### WHAT THE TASK REQUIRES
Copy each line of the entries that contains the word "ring".

### MATERIAL SUPPLIED
________________________________________

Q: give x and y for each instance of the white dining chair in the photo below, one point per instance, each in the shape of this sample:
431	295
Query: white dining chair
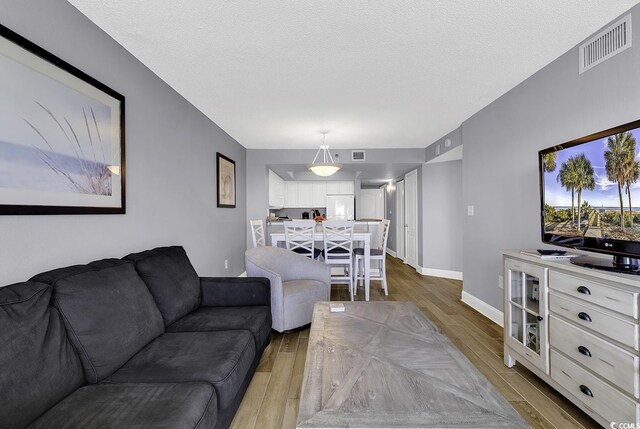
257	232
378	253
338	250
300	237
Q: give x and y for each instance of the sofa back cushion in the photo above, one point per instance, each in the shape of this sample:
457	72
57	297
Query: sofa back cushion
39	367
172	280
108	311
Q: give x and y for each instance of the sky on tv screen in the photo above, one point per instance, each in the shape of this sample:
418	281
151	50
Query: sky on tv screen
605	193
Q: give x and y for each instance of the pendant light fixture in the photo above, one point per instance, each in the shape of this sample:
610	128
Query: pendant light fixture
326	167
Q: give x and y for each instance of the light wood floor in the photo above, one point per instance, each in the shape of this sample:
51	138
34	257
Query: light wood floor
272	398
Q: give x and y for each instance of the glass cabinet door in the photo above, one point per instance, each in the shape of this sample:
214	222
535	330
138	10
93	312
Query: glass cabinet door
525	304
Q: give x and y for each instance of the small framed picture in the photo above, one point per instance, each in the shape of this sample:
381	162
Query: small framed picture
226	181
61	135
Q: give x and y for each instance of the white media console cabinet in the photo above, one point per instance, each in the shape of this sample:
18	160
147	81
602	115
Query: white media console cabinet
577	329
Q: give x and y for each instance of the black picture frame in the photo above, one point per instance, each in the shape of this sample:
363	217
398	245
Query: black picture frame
79	158
226	181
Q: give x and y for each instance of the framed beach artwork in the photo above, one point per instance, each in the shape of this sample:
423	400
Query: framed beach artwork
61	135
226	181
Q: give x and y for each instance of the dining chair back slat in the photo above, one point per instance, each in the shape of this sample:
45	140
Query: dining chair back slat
300	237
338	249
257	232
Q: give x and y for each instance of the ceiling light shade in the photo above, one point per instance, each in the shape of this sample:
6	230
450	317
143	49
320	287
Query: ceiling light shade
327	166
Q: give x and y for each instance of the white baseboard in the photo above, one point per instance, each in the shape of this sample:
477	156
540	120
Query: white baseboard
435	272
483	308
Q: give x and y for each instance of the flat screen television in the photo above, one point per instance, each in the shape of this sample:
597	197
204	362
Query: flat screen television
590	197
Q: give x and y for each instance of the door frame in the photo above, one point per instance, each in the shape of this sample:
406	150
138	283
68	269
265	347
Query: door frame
400	222
412	175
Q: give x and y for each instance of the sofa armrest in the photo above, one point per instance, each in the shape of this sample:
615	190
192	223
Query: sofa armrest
235	291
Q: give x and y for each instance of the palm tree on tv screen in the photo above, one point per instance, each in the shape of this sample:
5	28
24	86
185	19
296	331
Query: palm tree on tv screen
621	166
632	168
567	178
549	161
584	178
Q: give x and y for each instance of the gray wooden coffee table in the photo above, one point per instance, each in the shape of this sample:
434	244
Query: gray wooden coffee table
385	365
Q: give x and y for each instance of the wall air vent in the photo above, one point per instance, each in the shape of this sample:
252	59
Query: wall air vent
604	45
357	155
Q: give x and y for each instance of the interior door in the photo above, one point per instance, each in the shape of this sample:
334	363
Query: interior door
411	217
400	222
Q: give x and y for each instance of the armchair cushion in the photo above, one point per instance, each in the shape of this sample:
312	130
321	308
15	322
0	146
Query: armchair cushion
171	278
297	282
39	365
234	291
255	319
159	405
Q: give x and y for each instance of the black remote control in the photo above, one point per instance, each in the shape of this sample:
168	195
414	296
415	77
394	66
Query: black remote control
551	252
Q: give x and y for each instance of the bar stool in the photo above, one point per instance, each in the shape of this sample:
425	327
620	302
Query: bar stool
378	253
300	237
257	231
338	249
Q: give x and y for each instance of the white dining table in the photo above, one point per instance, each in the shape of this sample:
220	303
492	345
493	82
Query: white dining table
364	236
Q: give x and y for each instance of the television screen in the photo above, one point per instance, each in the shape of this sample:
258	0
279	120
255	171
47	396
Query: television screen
590	190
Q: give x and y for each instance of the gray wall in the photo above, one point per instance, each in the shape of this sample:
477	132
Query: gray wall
500	170
170	151
442	215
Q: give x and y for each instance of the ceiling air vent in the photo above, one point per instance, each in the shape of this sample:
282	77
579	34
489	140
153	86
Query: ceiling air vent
357	155
604	45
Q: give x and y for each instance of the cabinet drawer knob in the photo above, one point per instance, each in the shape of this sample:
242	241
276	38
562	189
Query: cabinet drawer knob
584	316
585	290
584	389
585	351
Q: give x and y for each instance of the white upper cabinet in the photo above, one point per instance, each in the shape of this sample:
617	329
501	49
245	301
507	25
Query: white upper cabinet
310	194
339	188
319	194
305	194
291	194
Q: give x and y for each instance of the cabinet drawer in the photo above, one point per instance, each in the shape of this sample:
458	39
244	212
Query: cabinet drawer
590	317
606	401
595	354
619	300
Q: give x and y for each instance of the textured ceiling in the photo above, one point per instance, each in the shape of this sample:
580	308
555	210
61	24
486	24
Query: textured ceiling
375	74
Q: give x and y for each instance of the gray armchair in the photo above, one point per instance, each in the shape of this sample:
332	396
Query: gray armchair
297	282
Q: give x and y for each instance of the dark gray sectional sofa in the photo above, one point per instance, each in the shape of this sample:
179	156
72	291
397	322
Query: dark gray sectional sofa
135	342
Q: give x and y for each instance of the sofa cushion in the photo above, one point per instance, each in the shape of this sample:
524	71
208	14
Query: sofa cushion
171	278
161	405
222	358
110	315
255	319
38	365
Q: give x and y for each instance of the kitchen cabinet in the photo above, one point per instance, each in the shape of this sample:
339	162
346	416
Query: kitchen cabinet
291	194
305	194
319	194
340	188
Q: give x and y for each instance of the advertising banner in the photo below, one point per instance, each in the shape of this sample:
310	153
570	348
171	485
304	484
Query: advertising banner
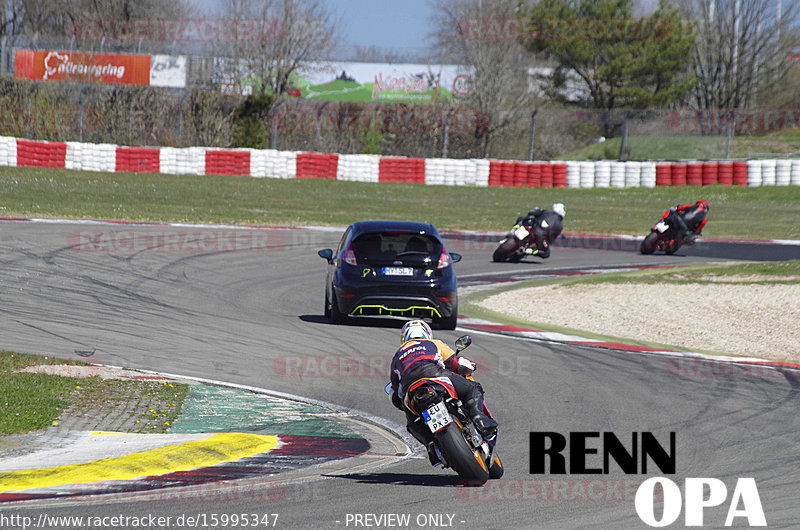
116	69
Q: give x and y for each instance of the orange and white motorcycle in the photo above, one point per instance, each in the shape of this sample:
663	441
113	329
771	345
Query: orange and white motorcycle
459	445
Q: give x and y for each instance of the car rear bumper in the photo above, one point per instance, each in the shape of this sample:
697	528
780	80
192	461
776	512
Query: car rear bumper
440	305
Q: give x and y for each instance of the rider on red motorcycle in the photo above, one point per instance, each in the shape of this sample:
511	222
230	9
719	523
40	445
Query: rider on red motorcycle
421	356
688	218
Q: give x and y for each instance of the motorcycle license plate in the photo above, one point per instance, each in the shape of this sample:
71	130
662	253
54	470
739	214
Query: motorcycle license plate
521	233
437	417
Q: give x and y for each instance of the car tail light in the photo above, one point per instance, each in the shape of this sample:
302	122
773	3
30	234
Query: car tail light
444	260
349	256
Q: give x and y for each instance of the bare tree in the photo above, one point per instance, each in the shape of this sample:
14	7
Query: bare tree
742	49
288	35
497	61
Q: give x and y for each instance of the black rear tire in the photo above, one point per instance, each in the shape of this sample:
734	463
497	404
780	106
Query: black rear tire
649	243
337	317
505	249
496	470
460	456
449	322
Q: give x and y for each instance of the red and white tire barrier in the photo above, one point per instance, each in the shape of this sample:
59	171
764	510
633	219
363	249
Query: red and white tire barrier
269	163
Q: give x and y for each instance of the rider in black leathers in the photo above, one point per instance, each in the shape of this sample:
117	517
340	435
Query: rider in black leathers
546	227
420	356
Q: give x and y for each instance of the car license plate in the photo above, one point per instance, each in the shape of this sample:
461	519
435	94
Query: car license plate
437	417
398	271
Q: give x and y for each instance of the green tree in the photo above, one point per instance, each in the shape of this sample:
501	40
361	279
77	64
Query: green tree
606	59
248	128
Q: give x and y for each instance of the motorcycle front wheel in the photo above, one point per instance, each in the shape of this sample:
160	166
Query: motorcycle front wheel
460	456
649	243
496	470
672	248
506	248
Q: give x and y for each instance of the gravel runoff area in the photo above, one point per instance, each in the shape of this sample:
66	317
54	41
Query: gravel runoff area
738	318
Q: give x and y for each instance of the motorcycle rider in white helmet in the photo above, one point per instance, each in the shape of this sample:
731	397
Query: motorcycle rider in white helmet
420	356
546	227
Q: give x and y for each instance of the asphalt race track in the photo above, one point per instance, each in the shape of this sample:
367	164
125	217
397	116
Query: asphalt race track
236	310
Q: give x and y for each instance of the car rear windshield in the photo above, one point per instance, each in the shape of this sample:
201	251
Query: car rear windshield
392	246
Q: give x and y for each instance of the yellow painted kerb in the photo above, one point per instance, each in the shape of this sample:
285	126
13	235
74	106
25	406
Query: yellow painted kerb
221	447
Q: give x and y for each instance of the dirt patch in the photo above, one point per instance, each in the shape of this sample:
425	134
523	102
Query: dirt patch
737	319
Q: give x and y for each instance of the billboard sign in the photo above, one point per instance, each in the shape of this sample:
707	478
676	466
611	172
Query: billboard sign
115	69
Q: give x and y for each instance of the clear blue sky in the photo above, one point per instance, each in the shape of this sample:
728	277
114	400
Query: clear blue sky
399	25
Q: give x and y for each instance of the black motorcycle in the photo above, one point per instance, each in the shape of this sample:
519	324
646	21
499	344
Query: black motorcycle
667	237
519	242
458	443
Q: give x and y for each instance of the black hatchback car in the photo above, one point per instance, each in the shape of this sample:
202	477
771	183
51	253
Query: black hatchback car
391	268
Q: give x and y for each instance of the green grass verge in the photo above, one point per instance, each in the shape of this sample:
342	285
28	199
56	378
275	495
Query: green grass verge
786	272
34	401
736	212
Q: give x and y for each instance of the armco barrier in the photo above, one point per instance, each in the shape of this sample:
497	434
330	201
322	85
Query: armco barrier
725	173
694	174
396	169
740	173
754	173
783	172
618	175
664	174
710	173
768	169
358	168
602	174
317	165
227	162
679	174
8	151
547	175
32	153
270	163
137	160
795	172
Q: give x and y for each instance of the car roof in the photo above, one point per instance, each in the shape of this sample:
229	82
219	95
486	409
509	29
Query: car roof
415	227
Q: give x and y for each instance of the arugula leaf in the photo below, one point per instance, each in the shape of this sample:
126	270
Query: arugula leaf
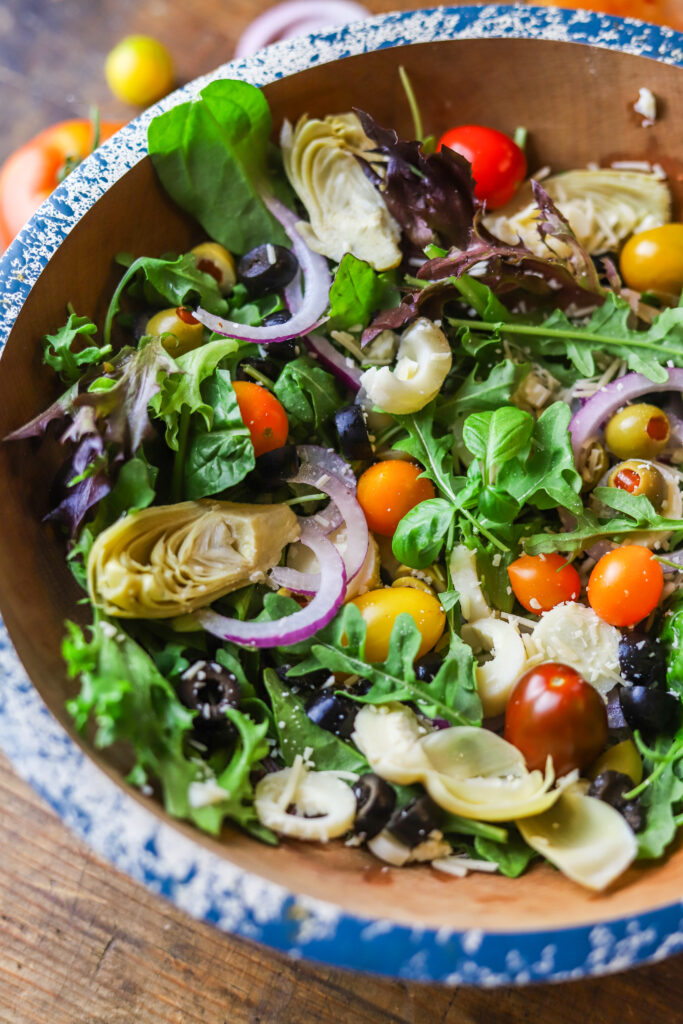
180	393
635	513
177	281
296	732
607	331
357	292
549	476
219	458
58	351
309	394
211	156
422	532
452	694
477	395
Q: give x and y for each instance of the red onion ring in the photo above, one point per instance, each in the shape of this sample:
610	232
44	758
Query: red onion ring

________________________________________

### OUTPUT BELOW
Q: give x and y for each instance of the red onion ring in the photo above, one point per instance, each in the shape of this sample:
Query: red onion ring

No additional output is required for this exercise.